Goal → Can you rewrite the entries below with every "Drop one dot" changed to "Place one mark", keeping everything else the same and leaving the pictures out?
──────────
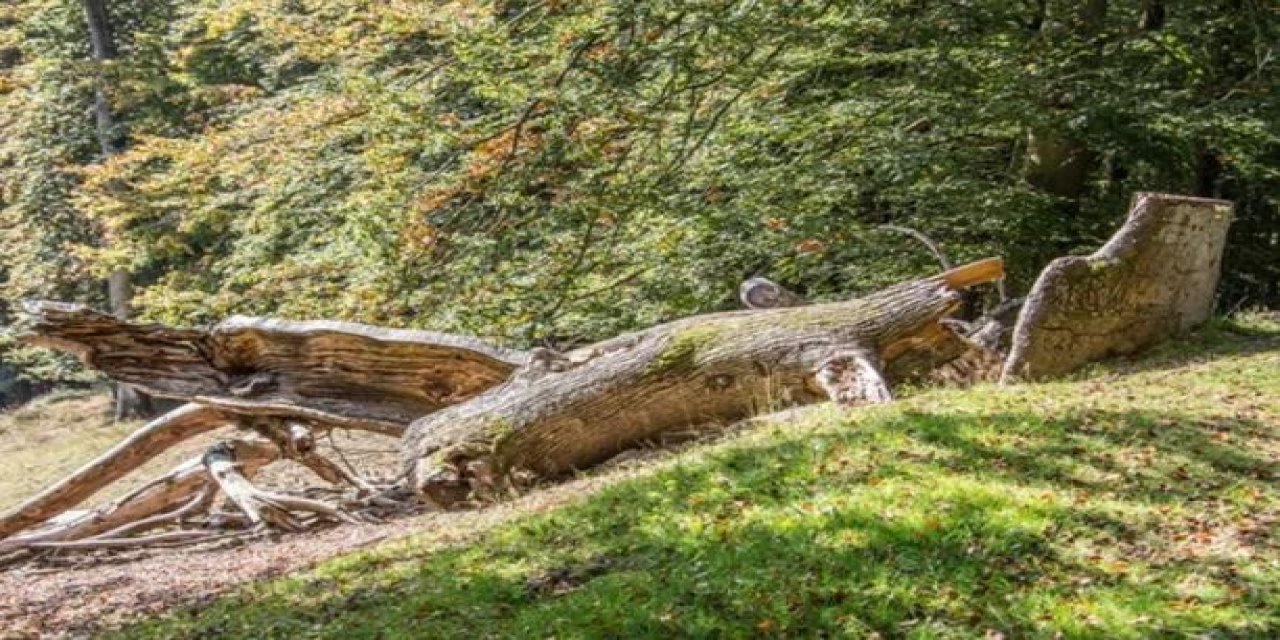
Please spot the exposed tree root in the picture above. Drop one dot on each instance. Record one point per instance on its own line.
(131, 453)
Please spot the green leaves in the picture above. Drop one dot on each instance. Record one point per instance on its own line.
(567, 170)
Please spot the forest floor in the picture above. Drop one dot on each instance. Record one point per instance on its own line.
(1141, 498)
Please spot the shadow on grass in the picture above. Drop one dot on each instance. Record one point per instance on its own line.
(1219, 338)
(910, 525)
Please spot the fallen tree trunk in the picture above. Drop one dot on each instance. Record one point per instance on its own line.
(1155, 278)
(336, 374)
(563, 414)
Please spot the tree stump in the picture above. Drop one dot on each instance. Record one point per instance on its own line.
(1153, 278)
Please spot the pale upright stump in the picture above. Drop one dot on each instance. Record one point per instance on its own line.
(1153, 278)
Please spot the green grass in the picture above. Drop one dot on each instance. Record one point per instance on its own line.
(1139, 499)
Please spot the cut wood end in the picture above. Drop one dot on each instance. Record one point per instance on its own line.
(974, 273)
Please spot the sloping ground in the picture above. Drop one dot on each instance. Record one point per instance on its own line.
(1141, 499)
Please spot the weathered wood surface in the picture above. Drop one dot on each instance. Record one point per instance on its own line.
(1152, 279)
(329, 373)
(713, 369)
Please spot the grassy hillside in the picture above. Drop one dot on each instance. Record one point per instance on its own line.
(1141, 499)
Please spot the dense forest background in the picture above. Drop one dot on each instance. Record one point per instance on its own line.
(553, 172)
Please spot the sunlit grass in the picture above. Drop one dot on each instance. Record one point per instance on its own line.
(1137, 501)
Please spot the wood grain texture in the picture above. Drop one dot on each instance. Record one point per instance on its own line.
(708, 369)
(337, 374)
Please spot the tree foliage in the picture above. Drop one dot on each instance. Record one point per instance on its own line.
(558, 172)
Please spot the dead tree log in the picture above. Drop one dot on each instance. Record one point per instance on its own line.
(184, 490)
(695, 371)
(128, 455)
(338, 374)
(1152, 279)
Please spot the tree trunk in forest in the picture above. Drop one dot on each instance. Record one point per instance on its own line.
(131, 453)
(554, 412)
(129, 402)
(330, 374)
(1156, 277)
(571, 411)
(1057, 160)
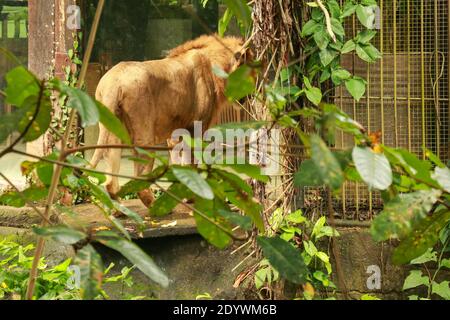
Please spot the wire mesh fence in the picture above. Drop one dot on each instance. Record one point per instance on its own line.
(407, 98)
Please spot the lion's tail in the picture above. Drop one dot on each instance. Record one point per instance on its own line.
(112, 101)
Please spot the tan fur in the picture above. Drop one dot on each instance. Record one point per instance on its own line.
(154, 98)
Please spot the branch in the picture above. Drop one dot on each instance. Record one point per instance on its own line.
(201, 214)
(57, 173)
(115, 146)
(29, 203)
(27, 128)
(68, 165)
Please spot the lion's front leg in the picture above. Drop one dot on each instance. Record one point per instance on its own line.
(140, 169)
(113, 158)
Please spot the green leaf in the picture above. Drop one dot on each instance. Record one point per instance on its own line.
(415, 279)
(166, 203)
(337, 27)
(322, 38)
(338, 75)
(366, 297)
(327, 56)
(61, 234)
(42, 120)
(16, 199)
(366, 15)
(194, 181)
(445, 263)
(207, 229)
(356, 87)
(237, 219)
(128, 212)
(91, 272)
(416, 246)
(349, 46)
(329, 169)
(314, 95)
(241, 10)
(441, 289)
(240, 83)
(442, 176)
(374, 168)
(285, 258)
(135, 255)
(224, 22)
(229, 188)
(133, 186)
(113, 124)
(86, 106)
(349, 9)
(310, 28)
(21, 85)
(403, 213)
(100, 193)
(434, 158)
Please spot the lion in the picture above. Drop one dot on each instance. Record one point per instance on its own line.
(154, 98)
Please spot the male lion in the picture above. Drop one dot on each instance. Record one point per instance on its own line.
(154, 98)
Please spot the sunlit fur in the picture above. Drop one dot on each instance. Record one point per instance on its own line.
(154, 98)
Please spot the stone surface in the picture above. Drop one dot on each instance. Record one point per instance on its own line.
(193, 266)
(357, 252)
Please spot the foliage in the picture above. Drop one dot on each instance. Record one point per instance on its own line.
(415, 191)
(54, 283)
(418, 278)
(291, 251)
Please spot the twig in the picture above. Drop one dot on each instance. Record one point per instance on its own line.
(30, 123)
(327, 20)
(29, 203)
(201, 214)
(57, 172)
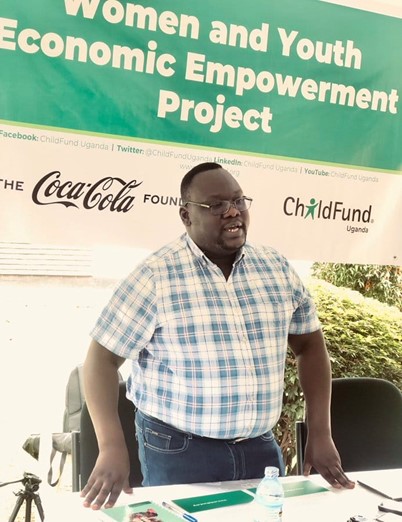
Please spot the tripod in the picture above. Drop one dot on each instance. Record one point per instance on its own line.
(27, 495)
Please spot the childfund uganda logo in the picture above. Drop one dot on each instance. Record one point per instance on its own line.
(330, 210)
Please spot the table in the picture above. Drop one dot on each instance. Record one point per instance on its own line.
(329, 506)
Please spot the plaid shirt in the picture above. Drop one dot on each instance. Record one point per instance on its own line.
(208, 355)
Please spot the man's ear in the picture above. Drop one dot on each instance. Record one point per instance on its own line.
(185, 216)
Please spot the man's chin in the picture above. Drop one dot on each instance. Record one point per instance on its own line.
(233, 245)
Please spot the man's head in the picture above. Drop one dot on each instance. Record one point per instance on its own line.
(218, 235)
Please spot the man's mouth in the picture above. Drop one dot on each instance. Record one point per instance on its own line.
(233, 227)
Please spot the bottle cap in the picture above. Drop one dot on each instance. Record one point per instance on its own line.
──────────
Solution for this problem →
Please spot the exposed tree root in the picture above. Place one mark on each instance. Record one point per instance on its own line.
(131, 453)
Please spot the green leaves in the picture above. Place one mark on each instance. Record one point per instance on its own line.
(567, 170)
Please spot the forest floor in the picture above. Place one mark on each instance. Record one point per instance on its own line.
(1141, 498)
Please spot the shadow on grass in the picture above. Place one mark on each instance. Record one point per instance on its own line.
(1219, 338)
(910, 525)
Please spot the fallen tree trunk in the picture above. Place one mark on each instance. Record one point per instance on its own line.
(1155, 278)
(336, 374)
(563, 414)
Please spot the tree stump in the picture above. Place one mark on each instance. Record one point per instance on its own line.
(1153, 278)
Please spot the pale upright stump in the picture above. Place one mark on each instance. Record one point per instance on its own line.
(1153, 278)
Please spot the green grass in the picture above. Place one mark on each instance. Record one point per instance on its own line.
(1139, 499)
Please spot the cut wood end in the picture above. Place one mark on each instance. Record one point per instance on its own line.
(974, 273)
Please spot the sloping ground in the picture above. Place one mark on each instance. Record one point per instance on its own line.
(1141, 499)
Please spot the weathered wood surface in the picture above. Place one mark on each instance. Record one point per instance on its own line.
(1152, 279)
(329, 373)
(713, 369)
Please spot the grassy hillside in the picture above. Place one mark on each instance. Record one point per instance on its own line.
(1141, 499)
Please spot the dense forest background in the picture above. Place one mark on each instance. Record one point per instance on its own line.
(553, 172)
Please spot the sunlit grass in the picture above. Place one mark on each instance. Record one point per instance on its own line.
(1137, 501)
Please spot the wood grain texture in the picture above. Place one mark on each instance. Record one point per instance on its own line.
(708, 369)
(337, 374)
Please spot the tree foliage in the picture above. Place one mark on each instance. Record one point per instance on its own line.
(558, 172)
Please spot the dead tree log in the picture above. Place one mark on each instance. Record one point per instance on its own line.
(184, 490)
(695, 371)
(128, 455)
(338, 374)
(1152, 279)
Please spot the tree trunk in forest in the picture above. Place one mark on each instance. Record one point per instance on its own line.
(131, 453)
(554, 412)
(129, 402)
(330, 374)
(1156, 277)
(571, 411)
(1057, 160)
Please spot the wire mesh fence in the picture above. Place one mark on each instance. Record one point per instance on its own line.
(407, 98)
Please spot the lion's tail in the picture above. Place one mark on each instance. Record one point per instance on its own line.
(112, 101)
Please spot the tan fur in the picture above. Place one mark on each instance. Record one point per instance on its own line.
(154, 98)
Please spot the branch in the picture above. Place one mark on each instance. Record one point per instance on its own line.
(201, 214)
(57, 173)
(115, 146)
(29, 203)
(27, 128)
(68, 165)
Please spot the lion's front leg in the picture above. Place one mark on each instance. Record one point per instance on its own line.
(140, 169)
(113, 158)
Please spot the green leaf in the picture above. Place one mark on each instance. Record one point per instance on its own line.
(415, 279)
(166, 203)
(337, 27)
(322, 38)
(338, 75)
(366, 297)
(327, 56)
(61, 234)
(42, 120)
(16, 199)
(366, 15)
(194, 181)
(445, 263)
(207, 229)
(356, 87)
(237, 219)
(128, 212)
(91, 272)
(416, 246)
(349, 46)
(329, 169)
(314, 95)
(241, 10)
(441, 289)
(240, 83)
(442, 176)
(374, 168)
(285, 258)
(135, 255)
(224, 22)
(229, 188)
(133, 186)
(113, 124)
(86, 106)
(349, 9)
(310, 28)
(21, 85)
(403, 213)
(100, 193)
(434, 158)
Please spot the lion in the picture above. Place one mark on each instance. Record one point per instance on its own line.
(154, 98)
Please spot the male lion in the picture above. Place one mark on each instance. Record one point per instance on its own line.
(154, 98)
Please spot the sunlit fur in the picture above. Place one mark on each instance. Record one point per instance on its own line.
(154, 98)
Please spot the stone surface in the picture above. Place one mark on each instance. Record one point per instance on its own line.
(193, 266)
(357, 252)
Please spot the foliage in the picture above. Place one mark on each instance. Record one point per instance on its own line.
(415, 191)
(54, 283)
(418, 278)
(291, 251)
Please spot the twig in the picture above. Place one mark on each instance. Record one point per instance on its own line.
(30, 123)
(327, 20)
(29, 203)
(201, 214)
(57, 172)
Please spot the tripod in the picture above. Place one mark on each instance. Record one point per instance on its own line.
(27, 495)
Please spot the childfund uganda logo in the picture above. Place one mark on each instance. Record one point per instance on its own line.
(330, 210)
Please spot the table in the picture above. Place one mark on each instance. Record one point per instance on its own line.
(329, 506)
Please spot the plaid shirt in the picture above. Place one mark on each instance. Record one point per instance on its own line.
(208, 355)
Please spot the man's ear in the picture above. Place one mark on each instance. Record one point per instance on its own line.
(185, 216)
Please spot the man's chin in the picture above. Place one mark on each instance. Record one point per instance on its own line.
(233, 245)
Please spot the man's head in the picture above. Place one mark on each instance. Record one point per instance on its own line.
(218, 235)
Please spot the man's mouth in the picture above. Place one mark on each instance. Record one point per instance on its own line.
(233, 227)
Please spot the bottle cap in the picture above. Place one mark on each instance. Record one point per instance on its own line.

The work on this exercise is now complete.